— Start of SOURCE EXTRACT —

Bookworm Wednesday: Science Fiction Studies
The SFS logo
Okay, so this isn’t actually a BOOK, it’s a scholarly/academic journal called Science Fiction Studies, published out of DePauw University in Indiana, but it’s ABOUT books (and film, and video games, and so on)… And it’s a very enjoyable read for anyone interested in science fiction from a more academic, theoretical perspective (as well as from a more personal entertainment perspective).
I’ve read a few articles from this journal before, but I was required to do a history/review of a scholarly journal for my Doctoral Studies course we had to choose any scholarly journal that we thought we might be interested in submitting to in the future and it seemed like a good opportunity to do some more reading into this journal. And I thought I’d share with you all a little of what I learned about this journal, and what it means for those who study science fiction (or would like to, if only English departments took it more seriously, *cough* UH! *cough*), and for those of us who write science fiction.
R.D. Mullen of Indiana State University and Darko Suvin of McGill University, Montreal founded the journal Science Fiction Studies in 1973. At the time, there were already two other journals that took a scholarly/theoretical approach to science fiction Extrapolation, founded in 1959, and Foundation: the International Review of Science Fiction, founded in 1972. There had also, since the 1960s, been a growing interest in science fiction in colleges, thanks in part to the founder of Extrapolation, Thomas Clareson (who also founded the Science Fiction Research Association in 1970), and to a handful of college teachers such as Sam Moskowitz, who taught the first non-credit science fiction course in 1953 (Moskowitz 413, Parrinder xv), and Mark Hillegas, who taught the first for-credit science fiction course in 1962 (Williamson 375).

— End of SOURCE EXTRACT —

* **TO BE DONE**:
A - From the Science Fiction Studies piece, reproduce word for word everything from "R.D. Mullen of" down to "1962 (Williamson 375).".
B - According to the Science Fiction Studies piece, who taught the first for-credit science fiction course, and in what year?

— Start of MATERIAL —

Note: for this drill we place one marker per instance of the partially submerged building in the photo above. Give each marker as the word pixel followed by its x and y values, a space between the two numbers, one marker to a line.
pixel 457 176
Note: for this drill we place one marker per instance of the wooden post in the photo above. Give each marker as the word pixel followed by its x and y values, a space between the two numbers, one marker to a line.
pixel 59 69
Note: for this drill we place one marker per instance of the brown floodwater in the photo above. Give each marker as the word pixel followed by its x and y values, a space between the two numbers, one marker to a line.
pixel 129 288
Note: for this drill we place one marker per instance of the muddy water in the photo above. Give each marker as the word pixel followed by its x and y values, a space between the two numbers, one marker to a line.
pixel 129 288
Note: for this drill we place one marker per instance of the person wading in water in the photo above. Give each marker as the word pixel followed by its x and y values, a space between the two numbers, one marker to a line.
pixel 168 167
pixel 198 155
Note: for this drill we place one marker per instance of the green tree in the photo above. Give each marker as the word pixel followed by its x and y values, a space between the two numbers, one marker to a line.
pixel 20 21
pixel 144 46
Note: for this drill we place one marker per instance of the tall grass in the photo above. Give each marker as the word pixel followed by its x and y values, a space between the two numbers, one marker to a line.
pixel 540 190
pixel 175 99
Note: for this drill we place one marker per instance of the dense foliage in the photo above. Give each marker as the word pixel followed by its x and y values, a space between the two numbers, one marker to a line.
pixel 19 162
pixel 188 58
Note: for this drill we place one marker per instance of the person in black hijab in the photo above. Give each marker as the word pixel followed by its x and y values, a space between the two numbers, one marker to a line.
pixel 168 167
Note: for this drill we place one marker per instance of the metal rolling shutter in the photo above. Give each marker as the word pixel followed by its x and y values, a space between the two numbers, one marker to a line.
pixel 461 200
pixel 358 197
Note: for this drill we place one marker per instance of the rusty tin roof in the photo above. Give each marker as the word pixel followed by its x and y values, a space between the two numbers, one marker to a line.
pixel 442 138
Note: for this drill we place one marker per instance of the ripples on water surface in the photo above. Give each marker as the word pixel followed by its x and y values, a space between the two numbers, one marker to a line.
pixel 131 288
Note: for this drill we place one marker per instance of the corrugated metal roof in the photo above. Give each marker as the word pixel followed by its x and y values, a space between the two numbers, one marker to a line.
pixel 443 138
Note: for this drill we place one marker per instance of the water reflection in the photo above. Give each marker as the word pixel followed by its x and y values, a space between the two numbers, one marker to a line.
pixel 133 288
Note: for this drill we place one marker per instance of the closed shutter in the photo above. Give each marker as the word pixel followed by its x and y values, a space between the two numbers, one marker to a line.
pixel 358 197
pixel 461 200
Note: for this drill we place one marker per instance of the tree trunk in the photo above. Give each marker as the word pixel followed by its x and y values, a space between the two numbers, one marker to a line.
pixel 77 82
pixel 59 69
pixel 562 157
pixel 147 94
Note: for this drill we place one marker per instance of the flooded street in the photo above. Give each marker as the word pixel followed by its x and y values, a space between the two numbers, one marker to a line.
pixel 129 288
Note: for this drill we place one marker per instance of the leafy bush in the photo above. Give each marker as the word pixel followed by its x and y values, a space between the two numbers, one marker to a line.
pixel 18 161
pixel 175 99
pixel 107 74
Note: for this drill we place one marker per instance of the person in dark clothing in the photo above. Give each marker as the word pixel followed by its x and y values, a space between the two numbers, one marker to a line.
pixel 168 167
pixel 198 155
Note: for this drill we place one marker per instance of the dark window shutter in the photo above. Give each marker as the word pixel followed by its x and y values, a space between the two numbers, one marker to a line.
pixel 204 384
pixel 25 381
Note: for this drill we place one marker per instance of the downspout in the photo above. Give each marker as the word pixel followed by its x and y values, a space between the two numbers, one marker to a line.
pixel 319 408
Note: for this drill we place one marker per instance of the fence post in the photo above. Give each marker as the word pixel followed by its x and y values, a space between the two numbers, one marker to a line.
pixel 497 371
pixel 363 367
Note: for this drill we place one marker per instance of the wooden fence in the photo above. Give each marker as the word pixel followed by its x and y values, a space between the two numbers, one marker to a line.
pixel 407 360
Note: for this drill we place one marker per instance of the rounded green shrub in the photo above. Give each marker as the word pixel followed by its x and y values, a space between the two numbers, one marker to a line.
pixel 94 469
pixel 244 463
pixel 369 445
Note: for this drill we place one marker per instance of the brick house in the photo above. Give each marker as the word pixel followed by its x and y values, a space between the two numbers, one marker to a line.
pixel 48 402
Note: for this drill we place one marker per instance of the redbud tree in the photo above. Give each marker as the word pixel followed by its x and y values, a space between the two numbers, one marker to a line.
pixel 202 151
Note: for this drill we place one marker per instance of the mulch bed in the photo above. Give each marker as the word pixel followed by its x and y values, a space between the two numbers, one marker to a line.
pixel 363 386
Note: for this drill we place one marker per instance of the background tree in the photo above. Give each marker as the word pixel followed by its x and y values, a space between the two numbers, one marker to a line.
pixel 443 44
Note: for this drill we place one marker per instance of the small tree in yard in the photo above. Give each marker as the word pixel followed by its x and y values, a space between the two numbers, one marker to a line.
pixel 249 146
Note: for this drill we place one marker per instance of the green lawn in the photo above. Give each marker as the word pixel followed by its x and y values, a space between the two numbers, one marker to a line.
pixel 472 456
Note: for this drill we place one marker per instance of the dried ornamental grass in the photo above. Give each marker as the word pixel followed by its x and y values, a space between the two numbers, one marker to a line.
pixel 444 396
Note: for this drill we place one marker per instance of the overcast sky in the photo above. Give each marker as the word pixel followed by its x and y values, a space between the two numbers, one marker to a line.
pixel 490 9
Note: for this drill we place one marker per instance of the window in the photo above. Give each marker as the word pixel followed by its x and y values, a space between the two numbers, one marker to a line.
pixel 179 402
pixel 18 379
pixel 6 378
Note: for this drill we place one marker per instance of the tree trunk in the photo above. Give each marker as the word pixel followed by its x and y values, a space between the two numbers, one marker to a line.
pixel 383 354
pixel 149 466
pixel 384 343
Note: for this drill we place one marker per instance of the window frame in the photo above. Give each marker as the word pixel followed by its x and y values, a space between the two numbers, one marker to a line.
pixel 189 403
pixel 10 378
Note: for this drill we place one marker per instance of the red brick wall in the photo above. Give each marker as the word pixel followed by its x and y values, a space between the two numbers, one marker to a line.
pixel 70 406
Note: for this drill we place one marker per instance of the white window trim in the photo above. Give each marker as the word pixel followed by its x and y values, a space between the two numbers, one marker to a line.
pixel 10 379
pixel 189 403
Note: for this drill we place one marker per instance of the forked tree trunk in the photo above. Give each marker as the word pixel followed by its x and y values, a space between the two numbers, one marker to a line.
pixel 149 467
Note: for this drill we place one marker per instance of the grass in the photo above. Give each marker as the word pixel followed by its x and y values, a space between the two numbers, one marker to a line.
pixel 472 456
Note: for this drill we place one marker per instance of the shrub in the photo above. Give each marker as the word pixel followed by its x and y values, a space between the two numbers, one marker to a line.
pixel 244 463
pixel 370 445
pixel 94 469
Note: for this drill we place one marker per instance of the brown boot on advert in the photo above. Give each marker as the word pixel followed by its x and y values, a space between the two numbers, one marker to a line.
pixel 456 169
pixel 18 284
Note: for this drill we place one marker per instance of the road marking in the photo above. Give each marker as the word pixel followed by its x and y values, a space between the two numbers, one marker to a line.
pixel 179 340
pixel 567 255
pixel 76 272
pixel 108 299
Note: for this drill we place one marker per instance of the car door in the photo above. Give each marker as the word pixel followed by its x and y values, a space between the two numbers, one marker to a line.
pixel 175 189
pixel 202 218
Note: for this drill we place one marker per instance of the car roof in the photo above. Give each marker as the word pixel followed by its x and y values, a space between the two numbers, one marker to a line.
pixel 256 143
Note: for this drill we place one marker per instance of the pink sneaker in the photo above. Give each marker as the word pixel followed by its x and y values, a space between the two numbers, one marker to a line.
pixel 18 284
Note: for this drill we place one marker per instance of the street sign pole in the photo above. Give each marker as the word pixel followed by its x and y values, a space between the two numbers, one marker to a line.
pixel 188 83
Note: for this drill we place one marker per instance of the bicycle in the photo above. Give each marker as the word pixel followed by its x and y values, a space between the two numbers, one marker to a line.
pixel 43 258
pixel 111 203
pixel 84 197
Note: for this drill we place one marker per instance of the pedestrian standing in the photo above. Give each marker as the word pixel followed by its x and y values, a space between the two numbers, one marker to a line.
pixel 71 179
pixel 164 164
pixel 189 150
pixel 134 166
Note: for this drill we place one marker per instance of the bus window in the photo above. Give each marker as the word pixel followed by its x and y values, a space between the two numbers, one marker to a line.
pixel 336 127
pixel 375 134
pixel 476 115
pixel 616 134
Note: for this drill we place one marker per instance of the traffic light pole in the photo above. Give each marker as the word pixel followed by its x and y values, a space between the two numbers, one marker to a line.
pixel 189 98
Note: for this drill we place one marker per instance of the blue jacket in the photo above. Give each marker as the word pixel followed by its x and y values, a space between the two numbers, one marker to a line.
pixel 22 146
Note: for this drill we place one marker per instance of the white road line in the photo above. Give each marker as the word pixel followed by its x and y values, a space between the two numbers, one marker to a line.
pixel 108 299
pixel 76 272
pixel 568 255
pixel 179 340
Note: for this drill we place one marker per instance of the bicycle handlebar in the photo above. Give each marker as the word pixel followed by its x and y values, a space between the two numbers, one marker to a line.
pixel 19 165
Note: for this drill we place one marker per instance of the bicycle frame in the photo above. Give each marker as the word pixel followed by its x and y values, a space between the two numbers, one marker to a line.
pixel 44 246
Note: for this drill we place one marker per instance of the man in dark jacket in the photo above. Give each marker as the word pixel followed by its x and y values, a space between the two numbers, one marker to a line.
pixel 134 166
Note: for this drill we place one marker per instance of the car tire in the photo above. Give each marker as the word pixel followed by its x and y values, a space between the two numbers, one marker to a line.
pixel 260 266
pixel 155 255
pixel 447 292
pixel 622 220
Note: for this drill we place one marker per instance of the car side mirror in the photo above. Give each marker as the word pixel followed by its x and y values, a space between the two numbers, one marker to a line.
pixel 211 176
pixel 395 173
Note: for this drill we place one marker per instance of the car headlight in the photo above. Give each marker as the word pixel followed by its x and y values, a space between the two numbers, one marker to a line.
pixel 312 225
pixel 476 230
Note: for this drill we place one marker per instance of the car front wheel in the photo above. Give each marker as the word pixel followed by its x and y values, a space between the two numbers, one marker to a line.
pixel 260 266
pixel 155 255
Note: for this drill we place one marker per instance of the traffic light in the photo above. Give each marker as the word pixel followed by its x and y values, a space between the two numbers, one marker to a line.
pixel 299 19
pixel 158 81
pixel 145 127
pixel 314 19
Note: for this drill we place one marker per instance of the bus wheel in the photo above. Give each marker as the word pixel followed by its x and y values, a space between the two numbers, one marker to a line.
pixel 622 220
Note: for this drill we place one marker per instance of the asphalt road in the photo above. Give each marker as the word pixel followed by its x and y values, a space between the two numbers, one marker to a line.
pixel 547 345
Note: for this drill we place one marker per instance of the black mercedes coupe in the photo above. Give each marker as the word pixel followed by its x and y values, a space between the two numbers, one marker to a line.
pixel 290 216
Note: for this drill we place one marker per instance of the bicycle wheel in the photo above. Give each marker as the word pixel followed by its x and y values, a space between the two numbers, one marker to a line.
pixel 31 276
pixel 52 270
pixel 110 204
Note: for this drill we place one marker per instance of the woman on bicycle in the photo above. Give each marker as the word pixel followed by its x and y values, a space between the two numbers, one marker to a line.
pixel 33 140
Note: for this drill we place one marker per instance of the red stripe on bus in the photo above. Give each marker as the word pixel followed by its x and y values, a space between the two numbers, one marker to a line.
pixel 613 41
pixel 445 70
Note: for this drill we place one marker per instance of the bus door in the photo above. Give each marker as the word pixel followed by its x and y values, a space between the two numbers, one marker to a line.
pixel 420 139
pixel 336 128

— End of MATERIAL —

* **SOLUTIONS TO THE EXERCISE**:
A -
R.D. Mullen of Indiana State University and Darko Suvin of McGill University, Montreal founded the journal Science Fiction Studies in 1973. At the time, there were already two other journals that took a scholarly/theoretical approach to science fiction Extrapolation, founded in 1959, and Foundation: the International Review of Science Fiction, founded in 1972. There had also, since the 1960s, been a growing interest in science fiction in colleges, thanks in part to the founder of Extrapolation, Thomas Clareson (who also founded the Science Fiction Research Association in 1970), and to a handful of college teachers such as Sam Moskowitz, who taught the first non-credit science fiction course in 1953 (Moskowitz 413, Parrinder xv), and Mark Hillegas, who taught the first for-credit science fiction course in 1962 (Williamson 375).

B - Mark Hillegas taught the first for-credit science fiction course, in 1962.